> **Your objective**: How many of the lines below contain the word "green"? Reply with the number alone.

____ Data for this task

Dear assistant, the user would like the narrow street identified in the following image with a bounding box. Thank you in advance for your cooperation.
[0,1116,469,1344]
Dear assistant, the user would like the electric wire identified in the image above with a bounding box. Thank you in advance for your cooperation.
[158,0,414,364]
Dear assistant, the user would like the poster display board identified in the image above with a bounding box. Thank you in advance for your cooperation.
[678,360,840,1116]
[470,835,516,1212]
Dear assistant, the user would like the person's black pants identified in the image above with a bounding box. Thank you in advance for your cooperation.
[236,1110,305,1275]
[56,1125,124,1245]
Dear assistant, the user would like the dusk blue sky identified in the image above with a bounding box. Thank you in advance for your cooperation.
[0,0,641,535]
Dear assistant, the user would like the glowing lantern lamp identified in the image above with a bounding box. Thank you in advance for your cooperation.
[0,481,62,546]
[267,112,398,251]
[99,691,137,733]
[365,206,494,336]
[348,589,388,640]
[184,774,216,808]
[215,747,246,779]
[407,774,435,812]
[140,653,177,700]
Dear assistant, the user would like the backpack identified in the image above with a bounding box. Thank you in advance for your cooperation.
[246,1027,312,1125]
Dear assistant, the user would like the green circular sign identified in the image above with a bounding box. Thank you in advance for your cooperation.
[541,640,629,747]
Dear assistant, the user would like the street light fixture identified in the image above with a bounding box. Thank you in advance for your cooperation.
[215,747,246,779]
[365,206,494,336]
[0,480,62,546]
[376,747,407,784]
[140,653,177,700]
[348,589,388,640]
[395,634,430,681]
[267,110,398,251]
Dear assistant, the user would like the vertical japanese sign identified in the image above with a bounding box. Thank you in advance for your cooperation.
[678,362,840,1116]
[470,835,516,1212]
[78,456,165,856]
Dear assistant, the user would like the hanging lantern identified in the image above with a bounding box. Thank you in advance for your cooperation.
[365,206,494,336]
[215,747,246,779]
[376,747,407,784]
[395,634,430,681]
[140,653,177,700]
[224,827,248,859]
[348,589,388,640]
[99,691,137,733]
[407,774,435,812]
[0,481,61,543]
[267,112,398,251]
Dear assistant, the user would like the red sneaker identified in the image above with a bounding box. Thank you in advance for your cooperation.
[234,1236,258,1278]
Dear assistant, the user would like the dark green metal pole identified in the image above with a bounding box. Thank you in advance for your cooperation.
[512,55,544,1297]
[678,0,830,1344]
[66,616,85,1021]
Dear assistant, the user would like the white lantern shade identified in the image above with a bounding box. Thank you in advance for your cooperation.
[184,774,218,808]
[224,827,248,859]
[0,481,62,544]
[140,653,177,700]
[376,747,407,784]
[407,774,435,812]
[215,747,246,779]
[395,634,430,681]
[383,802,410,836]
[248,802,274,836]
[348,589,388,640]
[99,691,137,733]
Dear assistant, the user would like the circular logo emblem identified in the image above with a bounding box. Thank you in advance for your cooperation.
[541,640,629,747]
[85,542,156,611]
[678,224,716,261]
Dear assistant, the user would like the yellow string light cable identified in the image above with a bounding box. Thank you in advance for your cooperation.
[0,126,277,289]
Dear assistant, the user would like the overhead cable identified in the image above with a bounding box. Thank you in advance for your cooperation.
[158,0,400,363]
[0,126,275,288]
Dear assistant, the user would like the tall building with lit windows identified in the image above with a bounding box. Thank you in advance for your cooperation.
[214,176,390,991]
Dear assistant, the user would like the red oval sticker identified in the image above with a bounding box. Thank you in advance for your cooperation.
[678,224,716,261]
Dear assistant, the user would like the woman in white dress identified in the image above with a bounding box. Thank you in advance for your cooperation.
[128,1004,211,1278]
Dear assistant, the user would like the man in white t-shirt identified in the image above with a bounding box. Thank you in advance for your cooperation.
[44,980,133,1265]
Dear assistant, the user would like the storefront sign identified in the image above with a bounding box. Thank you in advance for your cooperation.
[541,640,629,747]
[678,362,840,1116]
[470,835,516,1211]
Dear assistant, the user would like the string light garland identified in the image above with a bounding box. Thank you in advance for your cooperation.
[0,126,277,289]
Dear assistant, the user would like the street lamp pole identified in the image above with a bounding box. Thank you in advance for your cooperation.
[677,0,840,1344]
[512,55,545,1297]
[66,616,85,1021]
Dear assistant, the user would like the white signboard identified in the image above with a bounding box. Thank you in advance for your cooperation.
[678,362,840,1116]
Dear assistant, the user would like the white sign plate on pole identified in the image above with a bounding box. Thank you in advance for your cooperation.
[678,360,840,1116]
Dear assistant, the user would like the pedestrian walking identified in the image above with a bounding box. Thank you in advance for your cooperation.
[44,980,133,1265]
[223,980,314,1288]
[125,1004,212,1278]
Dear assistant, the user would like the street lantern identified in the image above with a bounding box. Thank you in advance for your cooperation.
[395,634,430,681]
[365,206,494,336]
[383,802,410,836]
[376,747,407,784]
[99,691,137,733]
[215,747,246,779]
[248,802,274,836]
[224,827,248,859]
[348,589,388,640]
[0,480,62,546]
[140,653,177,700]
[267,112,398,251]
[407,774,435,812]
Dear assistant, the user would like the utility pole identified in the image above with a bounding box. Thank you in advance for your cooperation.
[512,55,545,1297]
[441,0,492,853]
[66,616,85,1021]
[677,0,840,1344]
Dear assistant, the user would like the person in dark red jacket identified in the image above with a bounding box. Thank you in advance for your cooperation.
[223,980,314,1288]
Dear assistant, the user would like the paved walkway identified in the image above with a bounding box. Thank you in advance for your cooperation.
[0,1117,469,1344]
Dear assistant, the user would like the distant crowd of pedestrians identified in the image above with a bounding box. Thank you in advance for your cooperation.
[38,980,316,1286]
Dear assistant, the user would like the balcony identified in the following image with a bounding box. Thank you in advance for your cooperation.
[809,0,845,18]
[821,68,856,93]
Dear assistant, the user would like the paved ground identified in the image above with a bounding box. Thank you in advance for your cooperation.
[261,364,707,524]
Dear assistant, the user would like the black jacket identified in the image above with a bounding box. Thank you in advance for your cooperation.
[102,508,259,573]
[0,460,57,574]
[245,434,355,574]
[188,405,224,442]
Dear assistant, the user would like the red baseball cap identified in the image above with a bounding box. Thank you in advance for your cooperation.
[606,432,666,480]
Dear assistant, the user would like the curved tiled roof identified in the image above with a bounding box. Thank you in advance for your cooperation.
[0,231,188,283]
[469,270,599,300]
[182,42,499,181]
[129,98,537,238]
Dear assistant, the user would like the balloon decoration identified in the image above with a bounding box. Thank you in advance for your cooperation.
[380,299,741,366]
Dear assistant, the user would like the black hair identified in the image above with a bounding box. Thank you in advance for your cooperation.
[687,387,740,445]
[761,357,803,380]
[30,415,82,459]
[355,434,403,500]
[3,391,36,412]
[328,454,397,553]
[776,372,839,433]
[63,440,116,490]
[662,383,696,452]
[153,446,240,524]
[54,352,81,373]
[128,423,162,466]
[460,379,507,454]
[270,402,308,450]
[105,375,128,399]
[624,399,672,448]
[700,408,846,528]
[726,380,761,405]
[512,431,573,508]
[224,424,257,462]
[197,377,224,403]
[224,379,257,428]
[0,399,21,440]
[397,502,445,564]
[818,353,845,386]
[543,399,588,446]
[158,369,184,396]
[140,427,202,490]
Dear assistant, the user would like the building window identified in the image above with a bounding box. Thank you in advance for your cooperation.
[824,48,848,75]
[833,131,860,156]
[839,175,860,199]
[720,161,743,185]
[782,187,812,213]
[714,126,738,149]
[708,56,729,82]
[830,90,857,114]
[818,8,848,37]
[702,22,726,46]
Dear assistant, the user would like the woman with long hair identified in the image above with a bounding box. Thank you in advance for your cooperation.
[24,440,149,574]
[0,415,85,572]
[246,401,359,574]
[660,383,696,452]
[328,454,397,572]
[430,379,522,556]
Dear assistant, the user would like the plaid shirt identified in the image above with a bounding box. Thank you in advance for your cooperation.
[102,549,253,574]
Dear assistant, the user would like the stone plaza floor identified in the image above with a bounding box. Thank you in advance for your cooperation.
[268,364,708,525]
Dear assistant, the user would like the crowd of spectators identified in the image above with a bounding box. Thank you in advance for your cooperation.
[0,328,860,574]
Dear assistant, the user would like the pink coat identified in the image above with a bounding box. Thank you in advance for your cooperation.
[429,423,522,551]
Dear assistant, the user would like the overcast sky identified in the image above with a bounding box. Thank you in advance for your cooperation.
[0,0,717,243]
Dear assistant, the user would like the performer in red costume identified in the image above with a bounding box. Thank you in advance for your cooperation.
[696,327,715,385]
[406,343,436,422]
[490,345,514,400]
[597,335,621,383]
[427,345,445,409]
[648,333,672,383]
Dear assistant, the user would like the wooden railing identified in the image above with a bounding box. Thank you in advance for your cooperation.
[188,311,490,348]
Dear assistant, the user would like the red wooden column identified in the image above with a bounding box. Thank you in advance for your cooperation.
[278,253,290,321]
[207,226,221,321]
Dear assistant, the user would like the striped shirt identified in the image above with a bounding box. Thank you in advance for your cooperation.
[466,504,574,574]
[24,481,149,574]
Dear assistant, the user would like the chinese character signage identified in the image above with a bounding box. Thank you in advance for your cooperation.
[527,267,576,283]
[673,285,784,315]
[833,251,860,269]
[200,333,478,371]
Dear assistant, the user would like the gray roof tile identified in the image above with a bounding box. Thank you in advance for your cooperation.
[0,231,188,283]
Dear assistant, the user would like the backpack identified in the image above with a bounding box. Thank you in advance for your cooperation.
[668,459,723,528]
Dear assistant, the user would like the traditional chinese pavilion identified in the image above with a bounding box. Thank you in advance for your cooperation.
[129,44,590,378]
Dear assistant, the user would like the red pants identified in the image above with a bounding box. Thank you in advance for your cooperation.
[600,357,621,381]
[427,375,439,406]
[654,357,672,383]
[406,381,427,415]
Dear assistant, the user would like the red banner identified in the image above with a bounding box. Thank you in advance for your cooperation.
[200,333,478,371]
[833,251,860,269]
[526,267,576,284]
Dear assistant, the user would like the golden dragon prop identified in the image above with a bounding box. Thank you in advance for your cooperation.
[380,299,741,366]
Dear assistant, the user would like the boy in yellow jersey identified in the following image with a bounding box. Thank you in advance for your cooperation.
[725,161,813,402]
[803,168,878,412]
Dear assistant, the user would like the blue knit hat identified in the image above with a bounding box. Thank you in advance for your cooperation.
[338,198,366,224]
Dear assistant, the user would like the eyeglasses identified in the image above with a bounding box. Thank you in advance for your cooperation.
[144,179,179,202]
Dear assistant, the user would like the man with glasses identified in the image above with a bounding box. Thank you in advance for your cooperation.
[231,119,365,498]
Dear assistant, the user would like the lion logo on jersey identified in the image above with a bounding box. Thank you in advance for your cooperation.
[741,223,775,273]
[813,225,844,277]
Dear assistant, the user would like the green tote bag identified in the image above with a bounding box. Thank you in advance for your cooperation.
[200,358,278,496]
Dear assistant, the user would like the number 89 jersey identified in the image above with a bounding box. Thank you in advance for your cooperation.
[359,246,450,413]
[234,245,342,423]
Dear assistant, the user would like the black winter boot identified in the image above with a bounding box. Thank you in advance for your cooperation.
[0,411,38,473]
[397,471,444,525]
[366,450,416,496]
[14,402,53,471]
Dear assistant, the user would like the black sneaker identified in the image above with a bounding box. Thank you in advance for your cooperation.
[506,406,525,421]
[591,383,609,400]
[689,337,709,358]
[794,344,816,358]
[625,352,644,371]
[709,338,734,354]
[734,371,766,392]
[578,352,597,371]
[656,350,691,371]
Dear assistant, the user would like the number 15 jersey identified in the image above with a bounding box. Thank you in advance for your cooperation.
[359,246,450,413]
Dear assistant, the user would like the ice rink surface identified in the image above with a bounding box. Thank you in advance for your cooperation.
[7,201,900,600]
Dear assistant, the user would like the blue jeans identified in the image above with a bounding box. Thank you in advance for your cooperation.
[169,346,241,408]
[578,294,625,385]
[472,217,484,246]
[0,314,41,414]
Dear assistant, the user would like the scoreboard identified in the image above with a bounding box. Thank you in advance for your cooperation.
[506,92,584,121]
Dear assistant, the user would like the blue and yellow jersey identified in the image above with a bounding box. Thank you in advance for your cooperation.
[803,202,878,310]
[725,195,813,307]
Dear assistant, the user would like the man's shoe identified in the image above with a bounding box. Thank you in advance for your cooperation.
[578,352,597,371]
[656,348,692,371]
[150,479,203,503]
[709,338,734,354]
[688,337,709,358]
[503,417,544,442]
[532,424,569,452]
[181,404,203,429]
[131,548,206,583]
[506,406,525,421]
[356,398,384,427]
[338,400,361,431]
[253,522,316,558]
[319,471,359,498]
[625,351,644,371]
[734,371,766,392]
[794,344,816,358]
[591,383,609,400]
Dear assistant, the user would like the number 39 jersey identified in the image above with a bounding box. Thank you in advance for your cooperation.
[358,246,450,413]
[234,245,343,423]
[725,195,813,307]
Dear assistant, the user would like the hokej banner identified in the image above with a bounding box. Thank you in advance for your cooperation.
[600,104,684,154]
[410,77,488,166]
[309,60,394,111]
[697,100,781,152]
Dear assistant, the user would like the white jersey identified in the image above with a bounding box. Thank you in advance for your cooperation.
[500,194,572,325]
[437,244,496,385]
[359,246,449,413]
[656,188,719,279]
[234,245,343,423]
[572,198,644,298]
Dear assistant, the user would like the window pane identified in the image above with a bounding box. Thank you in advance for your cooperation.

________

> **Full solution**: 3